KUALA LUMPUR — Malaysia has rolled out the red carpet for controversial Islamic scholar Ismail Musa Menk, a move that analysts have suggested could be part of efforts by Prime Minister Najib Razak to burnish his Islamic credentials to appeal to middle-class Muslim voters ahead of the general election.
“(Mufti) Menk is popular among middle-class Malaysian Muslims … and if this is to be read as a political motive, then this … will boost Najib’s popularity with that group,” Dr Norshahril Saat, a Fellow at the Iseas-Yusof Ishak Institute told TODAY.
The Zimbabwe-born Mufti Menk has more than 2.3 million Facebook fans and 1.3 million Twitter followers who regularly share his positive quotes on life.
However, the cleric has flirted with controversy: His strong stance against homosexuality led universities in Britain to cancel his speaking tours in 2013 and he had allegedly advised Muslims against wishing others Merry Christmas.
He was due to give a talk at a religious conference in Singapore in 2015 but his segment was cancelled for “reasons the authorities did not disclose”, according to the organiser.
Still, Mufti Menk was in Malaysia over the weekend for an Islamic conference where he was one of the keynote speakers.
Mr Najib hosted a religious talk attended by the preacher at his official residence on Monday night after meeting the latter on Friday, an encounter that the Prime Minister wrote about in his blog. Photos of them were uploaded on both Mr Najib and Mufti Menk’s social media accounts.

» Extracted information:
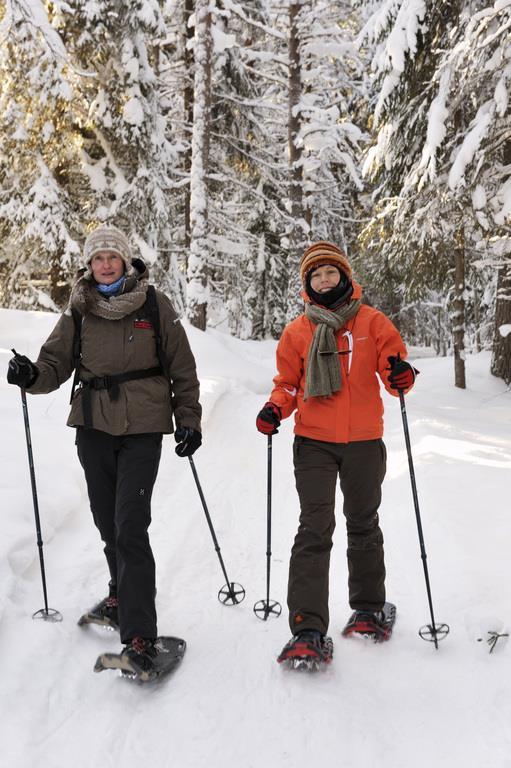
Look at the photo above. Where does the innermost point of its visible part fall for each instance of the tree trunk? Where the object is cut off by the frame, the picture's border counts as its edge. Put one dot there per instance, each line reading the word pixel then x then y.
pixel 197 274
pixel 501 352
pixel 458 313
pixel 296 235
pixel 188 112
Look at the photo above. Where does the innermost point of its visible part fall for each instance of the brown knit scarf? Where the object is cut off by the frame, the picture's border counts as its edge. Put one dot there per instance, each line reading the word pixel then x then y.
pixel 323 375
pixel 86 298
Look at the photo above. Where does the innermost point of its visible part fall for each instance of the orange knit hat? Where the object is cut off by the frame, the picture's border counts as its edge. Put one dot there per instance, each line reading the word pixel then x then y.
pixel 323 253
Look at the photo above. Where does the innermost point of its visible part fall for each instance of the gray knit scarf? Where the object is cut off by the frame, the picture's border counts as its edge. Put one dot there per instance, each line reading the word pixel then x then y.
pixel 323 375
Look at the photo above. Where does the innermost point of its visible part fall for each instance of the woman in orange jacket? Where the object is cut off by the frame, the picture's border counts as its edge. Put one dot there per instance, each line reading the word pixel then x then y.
pixel 328 360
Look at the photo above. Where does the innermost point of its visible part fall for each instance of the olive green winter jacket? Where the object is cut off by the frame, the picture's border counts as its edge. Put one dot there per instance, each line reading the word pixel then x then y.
pixel 123 343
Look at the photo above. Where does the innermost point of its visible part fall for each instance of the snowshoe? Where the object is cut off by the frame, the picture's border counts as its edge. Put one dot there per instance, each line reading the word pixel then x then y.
pixel 376 625
pixel 144 660
pixel 308 651
pixel 105 613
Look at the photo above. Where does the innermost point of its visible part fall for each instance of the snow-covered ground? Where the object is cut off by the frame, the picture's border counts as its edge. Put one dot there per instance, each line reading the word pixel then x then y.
pixel 395 705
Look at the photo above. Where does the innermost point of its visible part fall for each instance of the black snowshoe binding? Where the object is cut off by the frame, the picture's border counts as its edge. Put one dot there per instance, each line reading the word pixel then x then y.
pixel 376 625
pixel 144 660
pixel 105 613
pixel 308 651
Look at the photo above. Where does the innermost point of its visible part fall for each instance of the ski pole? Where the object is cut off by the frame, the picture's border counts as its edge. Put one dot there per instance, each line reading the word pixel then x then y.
pixel 265 608
pixel 48 614
pixel 432 632
pixel 231 593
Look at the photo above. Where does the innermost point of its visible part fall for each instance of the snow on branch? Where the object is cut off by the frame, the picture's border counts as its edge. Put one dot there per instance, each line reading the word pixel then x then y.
pixel 471 143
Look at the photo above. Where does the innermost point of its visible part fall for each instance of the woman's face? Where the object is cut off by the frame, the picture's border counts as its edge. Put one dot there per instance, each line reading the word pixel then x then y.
pixel 107 267
pixel 325 278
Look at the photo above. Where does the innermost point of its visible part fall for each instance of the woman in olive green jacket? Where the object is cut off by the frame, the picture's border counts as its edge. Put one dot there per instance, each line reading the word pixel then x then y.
pixel 136 372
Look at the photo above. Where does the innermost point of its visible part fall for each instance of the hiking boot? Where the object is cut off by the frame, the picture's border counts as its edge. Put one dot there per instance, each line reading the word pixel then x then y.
pixel 141 652
pixel 307 650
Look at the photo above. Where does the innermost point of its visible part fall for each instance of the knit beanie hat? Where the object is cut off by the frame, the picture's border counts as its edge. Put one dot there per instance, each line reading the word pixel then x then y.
pixel 107 238
pixel 323 253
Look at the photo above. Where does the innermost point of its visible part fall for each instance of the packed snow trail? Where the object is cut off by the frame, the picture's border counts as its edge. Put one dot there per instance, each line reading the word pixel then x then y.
pixel 229 704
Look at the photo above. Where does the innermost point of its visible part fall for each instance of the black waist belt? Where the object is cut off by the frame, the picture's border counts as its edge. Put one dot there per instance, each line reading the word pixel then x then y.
pixel 111 383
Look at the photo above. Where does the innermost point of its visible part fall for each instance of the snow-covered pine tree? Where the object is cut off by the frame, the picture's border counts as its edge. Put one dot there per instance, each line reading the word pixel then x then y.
pixel 197 274
pixel 125 153
pixel 433 111
pixel 39 220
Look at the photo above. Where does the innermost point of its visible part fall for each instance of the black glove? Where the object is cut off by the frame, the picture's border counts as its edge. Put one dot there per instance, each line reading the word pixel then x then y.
pixel 21 371
pixel 402 375
pixel 188 440
pixel 268 419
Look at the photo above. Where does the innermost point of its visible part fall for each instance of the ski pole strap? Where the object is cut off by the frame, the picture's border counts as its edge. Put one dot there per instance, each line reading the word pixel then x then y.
pixel 111 384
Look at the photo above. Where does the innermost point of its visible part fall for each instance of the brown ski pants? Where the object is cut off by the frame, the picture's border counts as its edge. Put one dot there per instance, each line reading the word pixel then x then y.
pixel 361 468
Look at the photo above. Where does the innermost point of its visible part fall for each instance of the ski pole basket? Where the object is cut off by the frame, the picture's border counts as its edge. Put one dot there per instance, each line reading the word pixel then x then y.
pixel 47 614
pixel 265 608
pixel 231 593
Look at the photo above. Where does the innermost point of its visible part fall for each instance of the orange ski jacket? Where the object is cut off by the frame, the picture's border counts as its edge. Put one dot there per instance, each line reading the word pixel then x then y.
pixel 356 411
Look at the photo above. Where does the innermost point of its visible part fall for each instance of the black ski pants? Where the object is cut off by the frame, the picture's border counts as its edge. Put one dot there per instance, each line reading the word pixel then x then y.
pixel 361 468
pixel 120 473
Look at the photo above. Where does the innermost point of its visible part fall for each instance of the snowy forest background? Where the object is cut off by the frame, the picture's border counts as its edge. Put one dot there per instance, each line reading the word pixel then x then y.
pixel 225 136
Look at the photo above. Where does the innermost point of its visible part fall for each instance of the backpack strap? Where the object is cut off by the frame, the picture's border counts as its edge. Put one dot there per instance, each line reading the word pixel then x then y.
pixel 77 349
pixel 153 314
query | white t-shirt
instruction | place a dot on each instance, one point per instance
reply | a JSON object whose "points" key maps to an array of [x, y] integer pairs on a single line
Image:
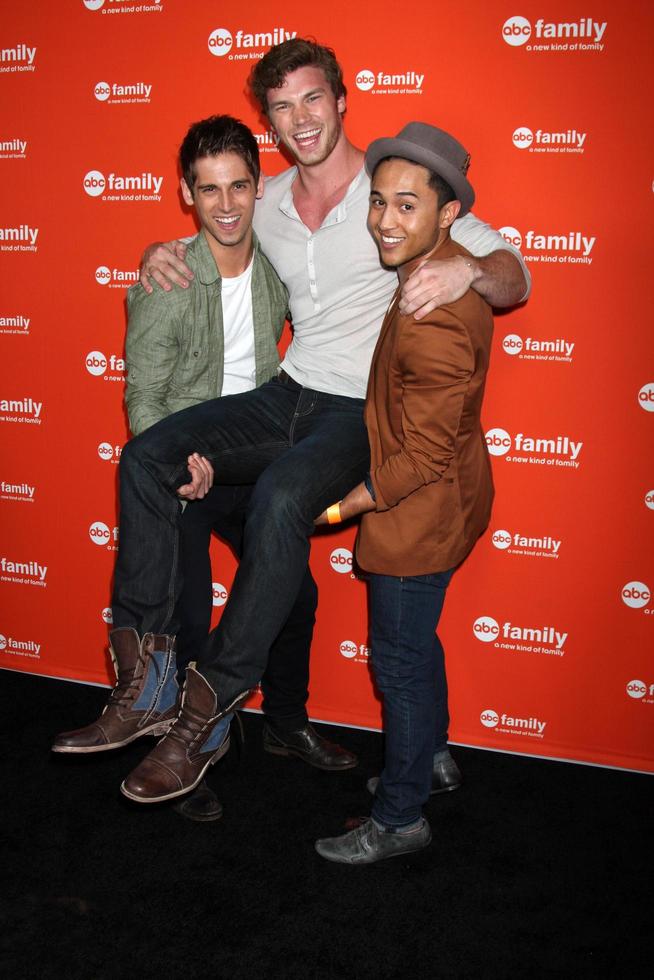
{"points": [[338, 290], [238, 325]]}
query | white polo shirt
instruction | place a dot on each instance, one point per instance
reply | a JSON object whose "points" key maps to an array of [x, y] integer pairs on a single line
{"points": [[338, 290]]}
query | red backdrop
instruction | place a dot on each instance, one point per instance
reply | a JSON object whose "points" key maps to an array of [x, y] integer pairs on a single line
{"points": [[548, 627]]}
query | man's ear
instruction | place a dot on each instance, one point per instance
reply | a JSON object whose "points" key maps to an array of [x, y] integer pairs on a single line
{"points": [[186, 193], [448, 214]]}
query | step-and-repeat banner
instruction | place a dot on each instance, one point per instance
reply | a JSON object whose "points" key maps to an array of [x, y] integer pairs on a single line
{"points": [[549, 626]]}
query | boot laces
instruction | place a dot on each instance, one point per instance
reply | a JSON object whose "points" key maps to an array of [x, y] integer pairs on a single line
{"points": [[128, 688]]}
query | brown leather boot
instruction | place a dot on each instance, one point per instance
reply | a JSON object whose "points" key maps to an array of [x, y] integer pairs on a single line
{"points": [[197, 739], [143, 702]]}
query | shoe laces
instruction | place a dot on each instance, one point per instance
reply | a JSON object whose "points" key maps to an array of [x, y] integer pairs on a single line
{"points": [[128, 688]]}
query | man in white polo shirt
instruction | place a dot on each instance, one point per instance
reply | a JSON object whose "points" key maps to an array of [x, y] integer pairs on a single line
{"points": [[301, 436]]}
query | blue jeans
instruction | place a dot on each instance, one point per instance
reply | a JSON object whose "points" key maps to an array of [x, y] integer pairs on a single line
{"points": [[409, 669], [285, 683], [304, 449]]}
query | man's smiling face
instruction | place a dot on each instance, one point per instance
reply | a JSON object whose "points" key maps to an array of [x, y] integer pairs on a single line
{"points": [[306, 115]]}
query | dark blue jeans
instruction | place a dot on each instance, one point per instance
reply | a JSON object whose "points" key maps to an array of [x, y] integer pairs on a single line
{"points": [[304, 449], [285, 683], [409, 669]]}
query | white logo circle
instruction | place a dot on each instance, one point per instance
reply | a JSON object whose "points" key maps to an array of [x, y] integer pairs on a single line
{"points": [[636, 595], [365, 79], [498, 442], [102, 275], [219, 594], [220, 42], [486, 629], [99, 533], [516, 31], [348, 649], [95, 362], [512, 344], [340, 560], [94, 183], [646, 397], [102, 91], [522, 137], [511, 235], [105, 450], [501, 539]]}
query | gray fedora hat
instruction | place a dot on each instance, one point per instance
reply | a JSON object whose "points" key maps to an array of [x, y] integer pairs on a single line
{"points": [[432, 148]]}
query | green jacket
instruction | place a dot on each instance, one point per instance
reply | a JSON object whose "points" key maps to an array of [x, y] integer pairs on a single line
{"points": [[175, 340]]}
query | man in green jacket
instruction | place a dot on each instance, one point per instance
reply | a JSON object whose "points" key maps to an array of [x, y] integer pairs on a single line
{"points": [[217, 337]]}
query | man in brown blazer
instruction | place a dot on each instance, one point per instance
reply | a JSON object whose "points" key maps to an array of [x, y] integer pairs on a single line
{"points": [[429, 492]]}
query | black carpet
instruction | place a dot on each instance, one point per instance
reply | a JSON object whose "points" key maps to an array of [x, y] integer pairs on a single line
{"points": [[537, 869]]}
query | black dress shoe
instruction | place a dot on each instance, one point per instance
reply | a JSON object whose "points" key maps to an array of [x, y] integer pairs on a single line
{"points": [[201, 805], [446, 776], [309, 746], [367, 844]]}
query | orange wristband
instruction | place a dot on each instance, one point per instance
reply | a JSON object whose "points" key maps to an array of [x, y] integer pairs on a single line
{"points": [[334, 514]]}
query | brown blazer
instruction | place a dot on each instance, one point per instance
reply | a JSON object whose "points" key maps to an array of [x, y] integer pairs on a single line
{"points": [[429, 462]]}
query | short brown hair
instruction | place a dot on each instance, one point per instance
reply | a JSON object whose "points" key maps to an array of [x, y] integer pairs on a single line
{"points": [[298, 52]]}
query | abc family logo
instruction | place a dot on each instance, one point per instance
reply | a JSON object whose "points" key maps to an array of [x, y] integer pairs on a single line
{"points": [[122, 187], [636, 595], [568, 141], [221, 42], [584, 34], [124, 6], [219, 594], [102, 535], [646, 397], [340, 560], [97, 364]]}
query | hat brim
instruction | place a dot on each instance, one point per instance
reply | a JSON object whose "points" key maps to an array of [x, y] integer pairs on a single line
{"points": [[407, 150]]}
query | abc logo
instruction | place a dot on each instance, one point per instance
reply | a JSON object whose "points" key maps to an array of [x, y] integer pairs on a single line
{"points": [[485, 628], [498, 442], [636, 595], [522, 137], [99, 533], [220, 42], [340, 560], [501, 539], [102, 91], [646, 397], [102, 275], [96, 362], [94, 183], [516, 31], [348, 649], [511, 235], [365, 80], [219, 594], [512, 344]]}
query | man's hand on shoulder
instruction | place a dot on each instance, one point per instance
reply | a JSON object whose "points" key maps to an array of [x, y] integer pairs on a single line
{"points": [[201, 483], [164, 262], [435, 283]]}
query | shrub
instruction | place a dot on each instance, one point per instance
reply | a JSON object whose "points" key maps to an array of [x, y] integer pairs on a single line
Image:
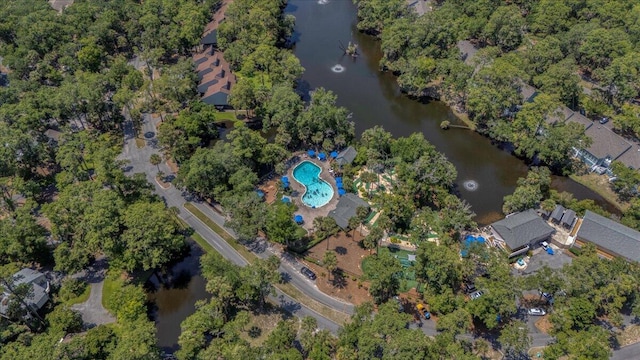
{"points": [[71, 288]]}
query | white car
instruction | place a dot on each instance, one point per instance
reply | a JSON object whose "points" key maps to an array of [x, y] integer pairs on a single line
{"points": [[536, 312]]}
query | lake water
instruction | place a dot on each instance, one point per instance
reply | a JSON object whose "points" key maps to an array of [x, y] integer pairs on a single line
{"points": [[323, 28]]}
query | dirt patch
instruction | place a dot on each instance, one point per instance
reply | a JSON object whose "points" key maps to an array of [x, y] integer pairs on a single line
{"points": [[348, 251], [544, 324], [342, 285], [630, 335]]}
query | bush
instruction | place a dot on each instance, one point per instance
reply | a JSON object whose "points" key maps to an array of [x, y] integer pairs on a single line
{"points": [[71, 289]]}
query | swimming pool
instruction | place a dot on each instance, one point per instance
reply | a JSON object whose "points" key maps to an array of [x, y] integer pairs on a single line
{"points": [[318, 192]]}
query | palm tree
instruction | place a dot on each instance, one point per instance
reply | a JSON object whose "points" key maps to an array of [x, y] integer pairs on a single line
{"points": [[354, 222], [155, 159]]}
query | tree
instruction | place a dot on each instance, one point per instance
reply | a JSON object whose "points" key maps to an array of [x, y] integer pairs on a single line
{"points": [[529, 192], [504, 28], [330, 261], [373, 238], [515, 339], [439, 267], [155, 159], [151, 237], [383, 271]]}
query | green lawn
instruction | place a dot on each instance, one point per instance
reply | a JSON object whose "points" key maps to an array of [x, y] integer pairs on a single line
{"points": [[292, 291], [81, 298]]}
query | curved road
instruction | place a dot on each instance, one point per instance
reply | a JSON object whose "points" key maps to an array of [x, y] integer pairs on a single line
{"points": [[138, 162]]}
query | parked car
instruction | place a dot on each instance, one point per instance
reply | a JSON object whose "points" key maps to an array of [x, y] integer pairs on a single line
{"points": [[536, 312], [308, 273], [476, 294]]}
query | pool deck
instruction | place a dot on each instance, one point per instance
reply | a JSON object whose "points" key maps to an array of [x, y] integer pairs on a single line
{"points": [[307, 212]]}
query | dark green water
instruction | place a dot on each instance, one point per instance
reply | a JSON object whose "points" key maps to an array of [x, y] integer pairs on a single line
{"points": [[375, 99]]}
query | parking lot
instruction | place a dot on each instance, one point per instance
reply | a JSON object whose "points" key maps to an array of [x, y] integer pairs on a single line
{"points": [[540, 258]]}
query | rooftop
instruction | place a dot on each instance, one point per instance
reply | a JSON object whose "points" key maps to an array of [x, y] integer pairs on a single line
{"points": [[346, 209], [522, 228], [606, 143], [610, 235]]}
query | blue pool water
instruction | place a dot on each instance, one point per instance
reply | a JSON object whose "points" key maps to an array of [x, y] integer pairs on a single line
{"points": [[318, 192]]}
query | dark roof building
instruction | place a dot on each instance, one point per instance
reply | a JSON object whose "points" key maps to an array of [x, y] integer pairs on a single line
{"points": [[36, 298], [609, 236], [556, 214], [521, 230], [347, 208], [346, 156], [568, 219]]}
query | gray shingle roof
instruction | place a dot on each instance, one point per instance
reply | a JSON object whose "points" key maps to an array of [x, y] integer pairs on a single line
{"points": [[346, 209], [606, 143], [569, 217], [522, 229], [610, 236]]}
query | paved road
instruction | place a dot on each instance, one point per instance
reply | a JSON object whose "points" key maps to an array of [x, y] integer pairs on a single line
{"points": [[138, 162], [92, 311]]}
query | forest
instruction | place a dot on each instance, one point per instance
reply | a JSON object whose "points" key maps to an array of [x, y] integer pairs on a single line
{"points": [[77, 78], [581, 54]]}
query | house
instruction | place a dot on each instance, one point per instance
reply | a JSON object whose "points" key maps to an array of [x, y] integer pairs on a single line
{"points": [[347, 208], [568, 219], [611, 238], [606, 147], [346, 156], [556, 214], [214, 72], [36, 298], [518, 232]]}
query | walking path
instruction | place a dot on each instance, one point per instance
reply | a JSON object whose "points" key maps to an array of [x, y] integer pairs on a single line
{"points": [[92, 311], [138, 162]]}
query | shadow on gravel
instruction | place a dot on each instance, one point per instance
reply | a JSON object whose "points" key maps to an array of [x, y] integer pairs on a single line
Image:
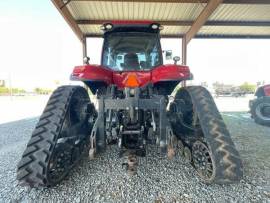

» The task:
Copy the passage of the Malaysia article from "He was due to" to "the keynote speakers.", word for word.

» Response to the task:
He was due to give a talk at a religious conference in Singapore in 2015 but his segment was cancelled for “reasons the authorities did not disclose”, according to the organiser.
Still, Mufti Menk was in Malaysia over the weekend for an Islamic conference where he was one of the keynote speakers.